TEXT UNDER STUDY:
On 26 November, the Chancellor of the Exchequer Rachel Reeves will deliver her Autumn Budget alongside the latest economic forecast from the Office for Budget Responsibility (OBR).
PwC specialists and economists explore some of the potential measures that might be on the table and areas of focus.
Claire Blackburn, Head of Tax, PwC UK
“After what feels like something of a ‘lost year’ for the economy, the stakes are high ahead of the Autumn Budget.
“Talking to businesses they want two things from this Budget; no surprises and encouragement to invest in the UK.
“The first is clear. Businesses took the bulk of the £40bn in tax rises in the last Budget with the message it was a one off. Any further increases will need to be carefully thought through and justified firmly to ensure confidence is not hit.
“Second, the UK was voted the second-most attractive global destination for international investment according to our Global CEO Survey. Despite this potential, inward investment has stagnated. The tax system is an important lever the government could pull harder. Creating the conditions to convert sentiment into action and attract overseas investment presents great opportunity for growth, for example, every £1 spent on public Research & Development investment delivers £8 of wider economic benefit.

LISTED RECORDS:
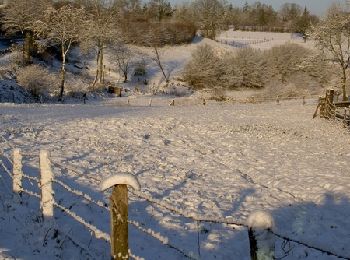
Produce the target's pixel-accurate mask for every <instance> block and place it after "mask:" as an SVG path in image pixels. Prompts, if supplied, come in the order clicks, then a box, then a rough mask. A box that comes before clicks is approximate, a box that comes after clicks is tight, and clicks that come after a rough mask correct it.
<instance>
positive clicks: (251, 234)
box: [247, 211, 275, 260]
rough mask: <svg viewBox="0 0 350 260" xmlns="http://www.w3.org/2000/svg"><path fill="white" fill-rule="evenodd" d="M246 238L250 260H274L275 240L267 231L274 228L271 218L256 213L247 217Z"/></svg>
mask: <svg viewBox="0 0 350 260" xmlns="http://www.w3.org/2000/svg"><path fill="white" fill-rule="evenodd" d="M247 223H248V227H249V229H248V236H249V242H250V257H251V259H252V260H270V259H271V260H272V259H275V238H274V236H273V234H271V232H270V231H269V230H271V229H272V228H273V226H274V222H273V219H272V216H271V215H270V214H268V213H266V212H262V211H257V212H254V213H253V214H251V215H250V216H249V217H248V221H247Z"/></svg>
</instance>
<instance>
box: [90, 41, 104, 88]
mask: <svg viewBox="0 0 350 260" xmlns="http://www.w3.org/2000/svg"><path fill="white" fill-rule="evenodd" d="M103 71H104V69H103V44H102V43H101V42H100V41H99V42H98V44H97V59H96V75H95V80H94V82H93V84H92V85H93V86H95V85H96V83H97V82H98V83H100V84H102V83H104V77H103Z"/></svg>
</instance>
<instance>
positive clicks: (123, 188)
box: [101, 174, 141, 260]
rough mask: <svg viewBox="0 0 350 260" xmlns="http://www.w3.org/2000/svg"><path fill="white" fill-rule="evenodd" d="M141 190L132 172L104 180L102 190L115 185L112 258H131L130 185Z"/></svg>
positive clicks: (113, 209)
mask: <svg viewBox="0 0 350 260" xmlns="http://www.w3.org/2000/svg"><path fill="white" fill-rule="evenodd" d="M127 185H130V186H131V187H133V188H134V189H135V190H140V188H141V187H140V184H139V182H138V180H137V179H136V177H134V176H133V175H131V174H116V175H114V176H111V177H109V178H107V179H106V180H104V181H103V182H102V184H101V190H102V191H104V190H107V189H109V188H112V187H113V191H112V194H111V196H110V198H109V200H110V212H111V259H118V260H119V259H129V252H128V250H129V243H128V187H127Z"/></svg>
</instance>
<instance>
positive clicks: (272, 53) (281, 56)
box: [183, 44, 332, 90]
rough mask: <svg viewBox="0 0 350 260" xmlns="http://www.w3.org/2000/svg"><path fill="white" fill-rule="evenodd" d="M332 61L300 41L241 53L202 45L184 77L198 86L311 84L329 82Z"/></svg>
mask: <svg viewBox="0 0 350 260" xmlns="http://www.w3.org/2000/svg"><path fill="white" fill-rule="evenodd" d="M331 73H332V72H331V65H330V64H329V63H328V62H327V61H325V60H324V59H322V57H319V54H318V53H317V52H314V51H312V50H310V49H307V48H304V47H302V46H300V45H298V44H285V45H282V46H278V47H273V48H272V49H270V50H267V51H261V50H255V49H252V48H245V49H241V50H238V51H237V53H231V52H229V53H224V54H221V55H219V54H218V52H216V51H215V49H213V47H211V46H210V45H201V46H199V47H198V48H197V49H196V50H195V51H194V52H193V54H192V59H191V61H190V62H189V63H188V64H187V66H186V67H185V69H184V72H183V77H184V80H185V81H186V82H188V83H189V84H190V85H191V86H192V87H193V88H194V89H224V90H234V89H242V88H254V89H262V88H265V87H269V86H271V85H276V86H277V85H278V86H281V89H283V86H286V85H288V84H296V85H298V86H299V87H301V88H305V90H306V89H307V88H308V87H310V84H312V83H314V85H316V86H318V87H320V86H325V85H326V84H327V83H328V82H329V79H330V75H331Z"/></svg>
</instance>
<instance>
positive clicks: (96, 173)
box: [0, 96, 350, 260]
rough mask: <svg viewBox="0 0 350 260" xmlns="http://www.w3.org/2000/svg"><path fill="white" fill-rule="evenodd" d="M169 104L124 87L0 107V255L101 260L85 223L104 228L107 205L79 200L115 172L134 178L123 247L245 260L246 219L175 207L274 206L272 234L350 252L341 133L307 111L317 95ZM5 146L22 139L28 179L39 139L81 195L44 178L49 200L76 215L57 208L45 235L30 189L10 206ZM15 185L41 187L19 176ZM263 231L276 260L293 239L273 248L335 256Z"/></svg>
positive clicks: (272, 208)
mask: <svg viewBox="0 0 350 260" xmlns="http://www.w3.org/2000/svg"><path fill="white" fill-rule="evenodd" d="M170 101H171V99H169V98H164V97H152V107H149V97H142V96H140V97H134V98H133V99H132V100H131V104H130V105H129V106H127V105H126V104H127V98H121V99H117V98H116V99H110V100H106V101H104V102H91V103H89V104H87V105H82V104H52V105H50V104H47V105H38V104H23V105H18V104H17V105H14V104H1V105H0V114H1V115H0V142H1V150H0V151H1V153H0V161H1V164H0V176H1V178H0V186H1V189H0V196H1V199H0V212H1V213H0V246H1V248H3V250H2V252H1V253H0V255H1V256H2V257H3V258H6V257H8V258H10V259H13V258H26V259H48V258H52V259H55V258H56V259H60V258H74V259H87V258H99V259H109V246H108V242H106V241H104V240H100V239H96V238H95V236H94V235H91V232H92V231H91V230H90V229H89V228H88V227H87V226H86V225H85V224H86V223H88V224H89V227H90V228H93V227H96V228H97V229H96V230H98V231H101V232H102V233H101V234H108V233H109V223H110V222H109V212H108V210H107V209H104V208H102V207H100V206H99V205H95V203H92V202H91V200H93V201H97V202H98V201H104V202H105V203H106V205H108V200H107V194H105V193H102V192H101V188H100V184H101V182H102V181H103V180H105V179H107V178H108V177H109V176H111V175H112V174H114V173H116V172H122V173H128V174H132V175H133V176H135V177H136V178H137V179H138V180H139V182H140V183H141V184H142V189H141V191H139V192H141V193H142V195H143V196H138V192H135V193H134V192H133V191H131V194H130V200H129V219H130V221H133V222H134V221H136V222H137V223H138V224H137V225H138V226H140V227H142V230H143V231H145V232H143V231H142V230H140V229H139V228H137V227H136V226H134V225H132V224H131V223H130V226H129V232H130V233H129V237H130V241H129V245H130V249H131V251H132V253H133V254H134V255H137V256H140V257H143V258H145V259H186V256H184V254H186V255H190V256H193V258H200V259H214V258H217V259H240V260H241V259H243V260H244V259H249V240H248V235H247V229H246V228H244V227H239V226H235V225H227V224H221V223H209V222H205V221H196V220H194V219H193V218H188V217H185V216H194V217H195V219H197V220H198V219H213V220H215V219H217V220H220V219H223V218H227V219H232V220H233V221H236V222H239V223H246V221H247V219H248V217H249V216H250V215H251V214H252V213H253V212H255V211H259V210H262V211H267V212H269V213H270V214H271V215H272V217H273V219H274V222H275V228H274V229H273V230H274V231H275V232H277V233H279V234H282V235H284V236H287V237H290V238H293V239H296V240H299V241H302V242H304V243H306V244H309V245H312V246H315V247H319V248H323V249H326V250H328V251H331V252H333V253H335V254H338V255H342V256H345V257H350V248H349V244H350V233H349V230H350V223H349V221H348V218H349V217H350V206H349V205H350V203H349V200H350V193H349V190H350V176H349V174H348V170H347V169H348V168H349V166H350V163H349V162H350V161H349V159H350V153H349V150H350V135H349V133H348V130H347V129H345V128H343V127H342V126H341V125H335V124H333V123H332V122H328V121H327V120H323V119H314V120H312V114H313V112H314V110H315V108H316V103H315V100H306V101H307V104H306V105H305V106H303V105H302V100H296V101H281V102H280V105H276V104H275V102H272V103H262V104H254V105H253V104H239V103H236V104H232V103H216V102H213V101H208V104H207V106H203V105H200V104H199V103H198V101H196V100H193V99H191V98H179V99H176V100H175V104H176V105H175V107H169V106H168V104H169V103H170ZM13 148H20V149H21V150H22V155H23V162H22V163H23V172H24V174H26V175H28V176H31V177H37V176H39V169H38V165H39V151H40V149H46V150H49V151H51V156H50V159H51V163H52V171H53V174H54V178H55V179H57V180H59V181H62V182H64V183H66V184H67V185H69V187H71V189H72V190H73V191H81V192H83V194H85V195H88V197H86V198H85V196H79V195H78V194H74V193H72V192H69V191H67V189H65V188H64V187H61V186H60V185H57V184H56V183H53V190H54V192H55V195H54V196H55V201H56V202H57V203H59V205H62V207H64V208H66V209H69V210H70V212H73V213H74V214H75V215H76V216H78V217H80V218H75V217H74V218H73V217H72V215H67V214H66V213H65V212H62V211H61V210H59V209H57V207H56V208H55V210H54V219H55V223H56V227H57V229H58V230H59V233H58V236H57V237H56V236H54V235H53V233H54V232H53V231H54V230H51V231H49V235H48V236H47V237H48V238H49V239H44V238H45V234H46V233H47V231H48V230H47V229H45V228H43V227H42V222H40V208H39V201H38V199H36V198H32V197H29V196H27V195H26V194H25V195H24V196H23V198H22V200H23V204H18V203H15V202H14V200H13V197H12V194H11V193H10V192H9V189H11V183H12V180H11V179H10V177H9V175H8V174H7V171H6V169H8V170H10V173H11V172H12V171H11V169H12V162H11V161H10V160H9V159H7V158H10V157H11V154H12V151H13ZM2 165H4V166H5V167H6V169H5V168H4V167H3V166H2ZM23 186H24V189H26V190H29V191H32V192H34V193H36V194H39V193H40V190H39V188H38V187H37V184H35V182H32V181H31V180H28V179H26V180H25V181H23ZM2 187H5V188H2ZM6 187H8V188H6ZM147 196H149V197H151V198H153V199H154V201H155V202H156V201H159V202H161V203H152V202H149V201H148V200H146V199H145V198H146V197H147ZM87 198H91V200H88V199H87ZM158 204H161V205H158ZM163 204H164V205H168V206H169V208H171V207H173V208H175V209H176V212H178V213H176V212H173V211H171V210H167V209H165V208H164V207H163ZM170 206H171V207H170ZM181 213H182V214H181ZM73 216H74V215H73ZM82 223H85V224H82ZM90 225H91V226H90ZM53 237H54V238H53ZM275 239H276V243H275V250H276V252H275V254H276V257H281V256H284V254H285V253H284V250H287V251H289V250H288V249H291V250H290V251H289V253H288V254H287V256H286V257H285V259H335V257H333V256H331V255H327V254H323V253H321V252H319V251H317V250H313V249H309V248H307V247H305V246H302V245H298V244H295V243H292V242H290V243H287V244H286V243H284V241H283V240H281V239H279V238H276V237H275ZM43 241H47V246H46V247H44V246H43ZM57 241H58V242H57ZM63 241H64V242H63ZM72 241H75V242H74V243H73V242H72ZM165 242H167V243H165ZM18 244H20V245H21V247H20V248H19V247H18V246H16V245H18ZM80 248H85V249H81V250H80ZM174 248H177V249H180V250H176V249H174ZM33 252H34V253H33ZM181 252H182V253H181ZM199 255H200V257H199ZM31 256H33V257H31ZM0 258H1V257H0Z"/></svg>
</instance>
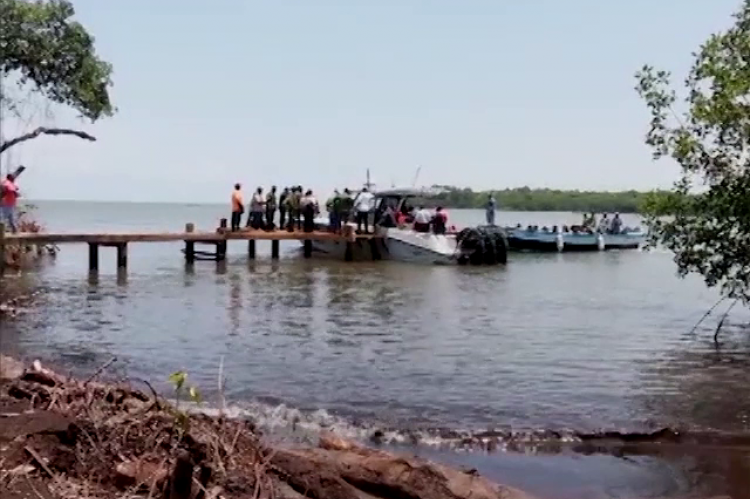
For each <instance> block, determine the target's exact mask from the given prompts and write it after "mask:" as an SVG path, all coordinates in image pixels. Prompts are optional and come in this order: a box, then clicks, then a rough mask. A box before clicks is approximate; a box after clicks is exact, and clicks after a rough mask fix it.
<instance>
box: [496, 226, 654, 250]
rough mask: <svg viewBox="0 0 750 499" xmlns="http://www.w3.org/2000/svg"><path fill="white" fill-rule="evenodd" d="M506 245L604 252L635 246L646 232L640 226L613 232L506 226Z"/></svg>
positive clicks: (534, 247) (574, 228)
mask: <svg viewBox="0 0 750 499" xmlns="http://www.w3.org/2000/svg"><path fill="white" fill-rule="evenodd" d="M505 231H506V234H507V236H508V246H509V248H510V249H511V250H519V251H559V252H563V251H565V252H568V251H606V250H615V249H616V250H623V249H638V248H640V247H641V246H642V245H643V243H644V241H645V239H646V233H645V232H643V231H642V230H641V229H640V228H634V229H633V228H629V227H625V228H624V229H623V230H622V231H620V232H618V233H616V234H613V233H607V232H603V233H602V232H593V231H584V230H579V229H578V228H571V229H568V230H564V229H561V228H559V227H553V228H552V229H548V228H546V227H543V228H542V229H539V228H538V227H526V228H525V229H524V228H521V227H506V228H505Z"/></svg>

WORK TASK: Duplicate the passage of the Autumn Budget text above, between "On 26 November, the" and "Budget Responsibility (OBR).", inclusive.

WORKED SOLUTION:
On 26 November, the Chancellor of the Exchequer Rachel Reeves will deliver her Autumn Budget alongside the latest economic forecast from the Office for Budget Responsibility (OBR).